JOBS:
**A)** Print the stretch from "It’s fair to" through "America’s energy problems." in the article on Marcellus shale gas.
**B)** Translate this sentence from the article on Marcellus shale gas into Spanish: "How much economically recoverable gas exists in the Marcellus?"
**C)** Pick up the article on Marcellus shale gas from its last sentence and keep writing it.

It’s fair to say that lot of people, from shale gas operators to Pennsylvania state revenue collectors, see $$$ every time they think about the Marcellus shale. Only recalcitrant environmentalists worried about polluted drinking water do not salivate at the prospect that many years of U.S. gas supply will come from the Marcellus. Today I will not deal with the environmental issues. Instead, I want to examine the view that resources in the Marcellus are a big part of the shale gas cure-all for America’s energy problems.
How much economically recoverable gas exists in the Marcellus? To answer that question, let’s take a close look at Range Resources, an operator in southwest Pennsylvania south of Pittsburgh, where I live. Recently, Range provided a Marcellus update—
FORT WORTH, Texas, Apr 12, 2010 (BUSINESS WIRE) —
RANGE RESOURCES CORPORATION today provided an update of its Marcellus Shale operations. Range currently owns approximately 1.3 million net acres in the Marcellus Shale play, with approximately 900,000 net acres in the “fairway” of the play. Of the fairway acreage, approximately 600,000 net acres are located in the southwest portion of the play and 300,000 net acres are located in the northeast portion. Range had previously estimated that its horizontal wells in the southwest averaged 4.4 Bcfe per well at a development cost of $3.5 million…
As a result of increasing the per well resource potential, Range’s net unproved resource potential in the southwest has increased to a range of 14 to 19 Tcfe, including 270 to 380 million barrels of liquids and 12.4 to 16.7 Tcf of gas.[My note: Tcf means trillion cubic feet. Tcfe is trillion cubic feet equivalent, which means you add in the energy from liquids extracted together with “dry” natural gas.]
You are entitled to ask: Is the unproved resource potential 12.4 Tcf? Or is it 16.7 Tcf? Taking this further, we might also ask: what if it turns out to be 8.5 Tcf? Or 6.3 Tcf? There is reason to believe these smaller number are also possible.
You will notice that Range had previously estimated the estimated ultimate recoverable (EUR) for its southwest horizontal wells at 4.4 Bcfe (billion cubic feet equivalent). This is from a Morningstar document dated July 23, 2009—
The biggest news of the day was the disclosure of a Marcellus production type curve based on production history from the 24 wells that have been producing for greater than 120 days and Range’s internal estimates. Based on the graphical presentation, it appears production declines are around 75% in year 1, 35% in year 2, 25% in year 3, 12.5% in year 4, and 10% in year 5. Range is also assuming a 40-year average well life and a 6% terminal decline. Other data points include: initial production rates of around 5 mmcfe/d; gross recoverable reserves of 4.4 bcfe; well costs of $3.5 million, and an average royalty of 15%.

DATASET ENTRIES:
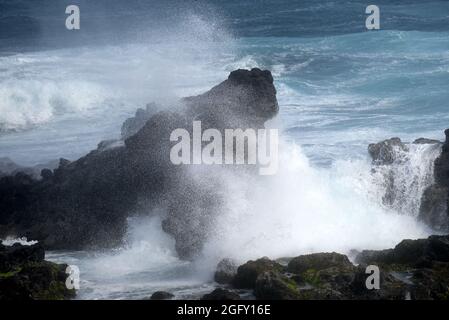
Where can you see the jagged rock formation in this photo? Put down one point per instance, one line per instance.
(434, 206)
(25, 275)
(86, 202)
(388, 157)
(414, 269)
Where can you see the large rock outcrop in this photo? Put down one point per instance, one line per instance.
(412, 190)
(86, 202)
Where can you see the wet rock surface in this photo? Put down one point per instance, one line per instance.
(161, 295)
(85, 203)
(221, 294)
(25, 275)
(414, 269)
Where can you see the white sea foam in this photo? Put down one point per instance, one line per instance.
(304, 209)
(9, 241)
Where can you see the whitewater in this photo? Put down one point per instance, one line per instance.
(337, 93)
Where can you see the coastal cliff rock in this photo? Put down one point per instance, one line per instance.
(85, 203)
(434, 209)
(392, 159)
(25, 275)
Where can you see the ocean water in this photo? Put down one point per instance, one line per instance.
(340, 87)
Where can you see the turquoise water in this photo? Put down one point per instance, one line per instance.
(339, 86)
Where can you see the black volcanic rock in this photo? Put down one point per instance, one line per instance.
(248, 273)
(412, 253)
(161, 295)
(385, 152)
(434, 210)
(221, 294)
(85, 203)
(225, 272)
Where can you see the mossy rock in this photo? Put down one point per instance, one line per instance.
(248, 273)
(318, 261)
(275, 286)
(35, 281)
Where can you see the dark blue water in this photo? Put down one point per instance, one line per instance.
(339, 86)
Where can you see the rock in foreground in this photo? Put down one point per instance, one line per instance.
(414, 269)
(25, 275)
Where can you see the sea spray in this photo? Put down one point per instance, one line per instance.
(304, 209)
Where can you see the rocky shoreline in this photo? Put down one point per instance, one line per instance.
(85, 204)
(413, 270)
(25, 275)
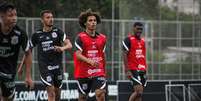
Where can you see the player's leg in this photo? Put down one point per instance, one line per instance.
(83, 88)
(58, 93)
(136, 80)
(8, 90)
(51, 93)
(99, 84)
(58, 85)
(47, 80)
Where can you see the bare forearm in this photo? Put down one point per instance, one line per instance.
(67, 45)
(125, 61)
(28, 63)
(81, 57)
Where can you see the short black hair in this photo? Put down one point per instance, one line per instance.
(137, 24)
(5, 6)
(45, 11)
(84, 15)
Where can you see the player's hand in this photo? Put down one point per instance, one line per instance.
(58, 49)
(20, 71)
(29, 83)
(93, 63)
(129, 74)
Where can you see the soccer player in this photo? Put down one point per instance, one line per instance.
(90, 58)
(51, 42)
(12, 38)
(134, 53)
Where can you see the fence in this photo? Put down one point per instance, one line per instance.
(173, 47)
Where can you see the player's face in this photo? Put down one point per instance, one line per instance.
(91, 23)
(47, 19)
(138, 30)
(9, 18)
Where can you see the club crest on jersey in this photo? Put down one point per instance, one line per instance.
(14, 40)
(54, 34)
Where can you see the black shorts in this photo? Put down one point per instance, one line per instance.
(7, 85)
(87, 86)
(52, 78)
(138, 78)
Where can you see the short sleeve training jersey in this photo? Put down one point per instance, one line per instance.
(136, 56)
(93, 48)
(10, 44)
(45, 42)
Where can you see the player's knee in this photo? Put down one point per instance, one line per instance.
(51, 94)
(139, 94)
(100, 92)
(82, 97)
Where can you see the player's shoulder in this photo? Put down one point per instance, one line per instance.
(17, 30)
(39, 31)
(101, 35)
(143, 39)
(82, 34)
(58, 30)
---
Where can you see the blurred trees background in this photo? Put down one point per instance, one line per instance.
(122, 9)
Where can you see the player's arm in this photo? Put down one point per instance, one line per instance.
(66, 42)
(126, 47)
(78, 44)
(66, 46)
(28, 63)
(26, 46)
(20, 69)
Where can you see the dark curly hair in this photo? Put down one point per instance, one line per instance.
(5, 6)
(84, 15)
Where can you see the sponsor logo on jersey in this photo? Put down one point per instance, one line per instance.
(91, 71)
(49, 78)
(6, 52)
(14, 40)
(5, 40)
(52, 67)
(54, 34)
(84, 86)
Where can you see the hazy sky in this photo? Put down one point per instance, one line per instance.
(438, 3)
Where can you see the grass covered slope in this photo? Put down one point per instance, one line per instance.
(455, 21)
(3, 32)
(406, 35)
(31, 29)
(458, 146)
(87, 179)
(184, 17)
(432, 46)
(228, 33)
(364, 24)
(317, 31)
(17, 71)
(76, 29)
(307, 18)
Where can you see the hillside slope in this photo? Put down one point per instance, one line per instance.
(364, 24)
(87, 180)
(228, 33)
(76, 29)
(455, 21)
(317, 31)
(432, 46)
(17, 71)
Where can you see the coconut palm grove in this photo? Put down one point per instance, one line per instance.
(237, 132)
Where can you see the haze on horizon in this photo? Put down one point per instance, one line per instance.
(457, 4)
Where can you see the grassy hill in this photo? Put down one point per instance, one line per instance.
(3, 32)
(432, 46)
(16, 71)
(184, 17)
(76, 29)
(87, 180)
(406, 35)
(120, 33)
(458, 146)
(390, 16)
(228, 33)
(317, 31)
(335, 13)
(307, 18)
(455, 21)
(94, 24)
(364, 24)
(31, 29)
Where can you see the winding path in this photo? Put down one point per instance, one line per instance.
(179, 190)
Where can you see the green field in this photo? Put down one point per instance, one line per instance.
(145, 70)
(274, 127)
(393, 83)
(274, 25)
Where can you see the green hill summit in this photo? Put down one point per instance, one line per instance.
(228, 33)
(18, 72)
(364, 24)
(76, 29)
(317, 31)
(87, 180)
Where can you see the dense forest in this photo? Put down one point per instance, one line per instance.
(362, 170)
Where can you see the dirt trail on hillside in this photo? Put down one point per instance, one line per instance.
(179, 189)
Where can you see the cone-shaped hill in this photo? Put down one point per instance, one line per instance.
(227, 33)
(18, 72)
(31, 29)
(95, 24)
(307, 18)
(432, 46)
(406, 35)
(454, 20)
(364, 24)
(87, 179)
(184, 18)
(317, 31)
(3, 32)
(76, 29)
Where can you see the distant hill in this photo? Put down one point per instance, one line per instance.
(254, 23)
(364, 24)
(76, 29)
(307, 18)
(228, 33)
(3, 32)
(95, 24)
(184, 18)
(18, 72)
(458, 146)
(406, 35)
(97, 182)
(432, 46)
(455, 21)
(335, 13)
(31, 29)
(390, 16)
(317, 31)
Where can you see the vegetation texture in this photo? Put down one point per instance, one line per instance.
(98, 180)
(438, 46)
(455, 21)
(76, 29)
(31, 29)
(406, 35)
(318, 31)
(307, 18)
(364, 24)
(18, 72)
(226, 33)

EXERCISE RESPONSES:
**A)**
It’s fair to say that lot of people, from shale gas operators to Pennsylvania state revenue collectors, see $$$ every time they think about the Marcellus shale. Only recalcitrant environmentalists worried about polluted drinking water do not salivate at the prospect that many years of U.S. gas supply will come from the Marcellus. Today I will not deal with the environmental issues. Instead, I want to examine the view that resources in the Marcellus are a big part of the shale gas cure-all for America’s energy problems.

**B)** ¿Cuánto gas económicamente recuperable hay en el Marcellus?

**C)**
What is this “type curve” this Morningstar document refers to? It sounds impressive, and mathematically, it is. The “type curve” describes a parabolic decline function that petroleum engineers use to compute total reserves based on historical production. Here’s a type curve from Ultra, another gas producer in the Marcellus.
The alert reader will note that the graph is labeled Early Marcellus Performance. Based on about 145 days of production, Ultra estimates they will get 3.75 Bcf on average from the 13 wells sampled. This is exactly what Range Resources has done. They recently changed their drilling strategy, and have now revised their reserves estimates upward.
In mid-2009, Range began drilling wells in the southwest using longer laterals and more completion stages. In 2009, Range drilled 17 horizontal wells with average lateral lengths of 3,056 feet with an average completion of ten stages. Based on the results to date, Range estimates the longer lateral wells have reserves of 5.0 Bcfe with an average development cost of $4.0 million per well…
As a result of the additional well control and the performance of the longer lateral wells, Range has increased its estimated resource potential from 3 to 4 Bcfe per well to 4 to 5 Bcfe per well across the 430,000 net acres.
So what’s the problem? This is all kosher, right? Well, maybe. Houston geologist Art Berman—full disclosure and friend of mine—points out the problem in Lessons from the Barnett Shale suggest caution in other shale plays—
Since little is known about the commercial potential of new shale plays like the Marcellus and Haynesville, I decided to see what could be learned from the robust production history of the Barnett Shale. What I found surprised me. Most reserve predictions based on hyperbolic production decline methods were too optimistic when compared with production performance. There is little correlation between initial production rates (IP) and ultimately recoverable reserves (EUR).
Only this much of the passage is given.